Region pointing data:

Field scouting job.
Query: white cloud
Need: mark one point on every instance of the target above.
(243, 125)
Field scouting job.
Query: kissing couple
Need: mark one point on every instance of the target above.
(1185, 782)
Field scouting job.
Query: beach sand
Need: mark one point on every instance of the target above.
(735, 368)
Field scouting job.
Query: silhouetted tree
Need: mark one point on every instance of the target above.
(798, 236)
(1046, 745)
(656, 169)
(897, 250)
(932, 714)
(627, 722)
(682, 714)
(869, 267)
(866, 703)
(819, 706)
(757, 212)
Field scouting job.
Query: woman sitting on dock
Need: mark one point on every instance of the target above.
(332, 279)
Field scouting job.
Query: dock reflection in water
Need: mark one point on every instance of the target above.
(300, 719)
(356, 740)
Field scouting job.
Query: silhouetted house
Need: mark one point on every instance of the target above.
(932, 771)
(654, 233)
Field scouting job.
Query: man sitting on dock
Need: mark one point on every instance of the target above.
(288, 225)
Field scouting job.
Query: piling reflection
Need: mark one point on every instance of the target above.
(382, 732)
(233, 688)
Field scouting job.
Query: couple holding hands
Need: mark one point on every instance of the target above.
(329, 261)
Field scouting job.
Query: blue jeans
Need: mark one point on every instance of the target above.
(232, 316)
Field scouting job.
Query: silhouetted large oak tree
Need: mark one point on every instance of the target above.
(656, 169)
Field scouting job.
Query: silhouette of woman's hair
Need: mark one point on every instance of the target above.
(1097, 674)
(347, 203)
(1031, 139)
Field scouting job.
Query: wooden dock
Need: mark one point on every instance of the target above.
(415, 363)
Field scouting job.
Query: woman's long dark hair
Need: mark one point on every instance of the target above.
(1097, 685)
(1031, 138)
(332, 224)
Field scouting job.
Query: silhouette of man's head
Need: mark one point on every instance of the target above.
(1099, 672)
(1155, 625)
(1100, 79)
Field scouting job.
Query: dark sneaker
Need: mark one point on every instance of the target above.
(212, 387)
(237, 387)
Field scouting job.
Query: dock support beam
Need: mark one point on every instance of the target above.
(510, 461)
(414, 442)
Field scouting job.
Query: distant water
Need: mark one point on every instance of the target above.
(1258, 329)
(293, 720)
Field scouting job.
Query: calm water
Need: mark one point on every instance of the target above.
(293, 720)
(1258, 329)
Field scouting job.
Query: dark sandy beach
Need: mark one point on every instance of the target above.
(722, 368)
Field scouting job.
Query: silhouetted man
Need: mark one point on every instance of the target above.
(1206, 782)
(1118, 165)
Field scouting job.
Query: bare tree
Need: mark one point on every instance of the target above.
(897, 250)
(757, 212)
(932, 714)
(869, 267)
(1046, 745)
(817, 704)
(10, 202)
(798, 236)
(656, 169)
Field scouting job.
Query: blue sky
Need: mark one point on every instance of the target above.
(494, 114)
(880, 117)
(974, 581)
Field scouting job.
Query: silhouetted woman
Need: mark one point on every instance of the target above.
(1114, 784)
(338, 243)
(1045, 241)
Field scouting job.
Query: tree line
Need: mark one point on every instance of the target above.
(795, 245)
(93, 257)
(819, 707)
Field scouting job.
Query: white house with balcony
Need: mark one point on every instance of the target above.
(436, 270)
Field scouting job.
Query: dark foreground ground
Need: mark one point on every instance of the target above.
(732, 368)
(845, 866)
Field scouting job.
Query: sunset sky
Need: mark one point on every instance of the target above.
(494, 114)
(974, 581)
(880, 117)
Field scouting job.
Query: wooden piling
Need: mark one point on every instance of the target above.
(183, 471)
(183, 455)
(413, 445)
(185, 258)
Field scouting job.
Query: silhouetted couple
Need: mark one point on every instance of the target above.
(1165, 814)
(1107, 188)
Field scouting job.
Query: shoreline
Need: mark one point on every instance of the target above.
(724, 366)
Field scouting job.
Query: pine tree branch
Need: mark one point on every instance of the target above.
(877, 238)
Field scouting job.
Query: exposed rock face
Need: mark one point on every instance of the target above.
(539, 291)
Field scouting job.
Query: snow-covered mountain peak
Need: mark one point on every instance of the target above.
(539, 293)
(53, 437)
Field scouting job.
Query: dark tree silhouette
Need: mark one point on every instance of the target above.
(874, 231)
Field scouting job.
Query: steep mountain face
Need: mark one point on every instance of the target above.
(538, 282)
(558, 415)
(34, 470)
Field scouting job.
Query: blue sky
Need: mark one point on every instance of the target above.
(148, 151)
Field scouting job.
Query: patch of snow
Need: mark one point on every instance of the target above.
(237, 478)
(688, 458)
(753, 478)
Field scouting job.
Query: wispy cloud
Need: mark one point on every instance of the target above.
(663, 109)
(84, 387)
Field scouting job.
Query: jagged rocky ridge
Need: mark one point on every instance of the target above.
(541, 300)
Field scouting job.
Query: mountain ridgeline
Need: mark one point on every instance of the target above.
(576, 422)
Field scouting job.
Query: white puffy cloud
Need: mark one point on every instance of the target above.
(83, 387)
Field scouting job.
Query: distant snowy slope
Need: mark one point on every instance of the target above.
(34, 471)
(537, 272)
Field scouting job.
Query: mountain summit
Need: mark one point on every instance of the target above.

**Task description**
Every word of every entry must be returned as it appears.

**Result of this task**
Field scouting job.
Query: white cloud
Need: mark one point on every instance of the target above.
(243, 125)
Field scouting job.
Query: kissing couple
Need: mark one point on every instance of the target above.
(1185, 782)
Field scouting job.
Query: beach sand
Need: mark one point on every instance of the target above.
(735, 368)
Field scouting job.
Query: silhouetted tree
Need: mark one point on every instance of the target above.
(798, 236)
(1046, 745)
(656, 169)
(897, 250)
(932, 714)
(627, 722)
(682, 714)
(869, 267)
(866, 703)
(819, 706)
(757, 212)
Field scouting job.
Query: woman sitting on dock
Need: mark one point on every instance of the target above.
(332, 279)
Field scouting job.
Query: dock reflection in water
Need: mark one point on every instance of the target above.
(300, 719)
(356, 740)
Field scouting job.
Query: silhouetted house
Need: mark one point on every instance of the target above.
(932, 771)
(654, 233)
Field scouting job.
Query: man sitting on dock
Need: mark one point on every instance of the target above.
(288, 225)
Field scouting job.
Query: piling reflection
Need: mark one point on every instance of the target above.
(382, 732)
(233, 688)
Field scouting job.
Query: couple holding hands
Need: mark one point on every instance of the target above.
(329, 261)
Field scouting job.
Query: blue jeans
Need: mark one point on every instance of the target above.
(232, 316)
Field scouting job.
Query: silhouetted large oak tree
Need: mark one point on every instance of the target above.
(656, 169)
Field scouting job.
Query: silhouette of woman's hair
Need: mark one point on every instance of the target above.
(1097, 674)
(347, 203)
(1031, 139)
Field scouting job.
Query: wooden dock
Need: mark one point on every instance of the target above.
(415, 363)
Field scouting job.
Query: woman's long dark hair
Need: mark one point on every instance of the target above.
(1097, 685)
(1031, 138)
(332, 224)
Field scouting job.
Query: silhouette of man's head
Need: mark one point on every instance of the target above.
(1099, 672)
(1155, 625)
(1100, 79)
Field scouting job.
Query: dark sneaker
Need: mark one point on every instance of the target above.
(212, 387)
(237, 387)
Field scouting job.
Query: dock support beam
Need: mark one point on every instance of the target above.
(510, 461)
(414, 442)
Field scouting job.
Query: distant water
Need: mark one point on every instance of the target above.
(1258, 329)
(293, 720)
Field scouting job.
Query: calm water
Need: mark one point on every instance of the target above.
(293, 720)
(1258, 329)
Field scouting job.
Query: dark sandy beach
Need: mark one point on every instance of the target above.
(722, 368)
Field scouting job.
Query: silhouetted man
Need: mark one point on every instance of the target above.
(1206, 782)
(1118, 165)
Field scouting job.
Query: bare tree
Need: mark one point on every instance of the target above.
(897, 250)
(757, 212)
(932, 714)
(869, 267)
(1046, 745)
(817, 704)
(10, 202)
(798, 236)
(656, 169)
Field scouting job.
Query: blue sky
Need: mark one point on every instance of the target above.
(494, 114)
(880, 117)
(974, 581)
Field scouting job.
Query: silhouetted woman
Need: mark one point on every instance of the target above.
(1114, 784)
(338, 243)
(1045, 241)
Field scouting job.
Query: tree line
Need: mark one point on every instance of the target above.
(795, 245)
(93, 257)
(819, 707)
Field scouting job.
Query: white house with balcony
Need: mark one point on every instance of the target above.
(436, 270)
Field scouting job.
Query: dark foreground ground
Need: mark one point on every instance of the target above.
(732, 368)
(845, 866)
Field scouting job.
Query: sunset sky
Need: mark one point on every instance of the target above.
(494, 114)
(974, 581)
(880, 117)
Field scouting job.
Query: wooden piling
Need: mark one point on every instance of the target above.
(183, 471)
(183, 455)
(413, 445)
(185, 258)
Field scouting job.
Query: silhouetted couple
Need: mark one point on every instance of the target above.
(1165, 814)
(1107, 188)
Field scouting job.
Query: shoreline
Need: mark one point on every instance of the target above.
(724, 366)
Field scouting job.
Query: pine tree branch
Need: mark one point on every instance of the target above.
(877, 238)
Field scouting job.
Query: exposed rock face
Need: mark one point on every instance of the target above.
(539, 291)
Field scouting job.
Query: snow-covered mountain peak
Need: mark one point on every instance of the target above.
(539, 293)
(53, 437)
Field scouting job.
Query: dark tree silhouette
Need: mark one point on every instance of the target above.
(874, 231)
Field scouting job.
Query: steep mountain face
Need: mark one point on every instance of the target above.
(538, 282)
(558, 415)
(34, 470)
Field scouting job.
Query: blue sky
Need: mark one point on every instance of the target above.
(148, 151)
Field scouting job.
Query: patch of snow
Need: mark one point on every instance of the target above.
(237, 478)
(688, 458)
(753, 478)
Field scouting job.
Query: wispy cloud
Need: mark one point on every instance of the target above.
(663, 109)
(84, 387)
Field scouting job.
Query: jagged rocky ridge
Need: mark one point on every instance of the target above.
(541, 300)
Field scouting job.
Query: mountain ridgeline
Need: mark one point on every instance of the target above.
(576, 422)
Field scouting job.
Query: white puffy cloud
Need: mark one point on every instance of the target above.
(83, 387)
Field scouting job.
Query: distant snowy slope
Need: mark one point on every instance of the target above.
(34, 471)
(537, 272)
Field scouting job.
Query: mountain summit
Need: mark one point on every instance of the target above.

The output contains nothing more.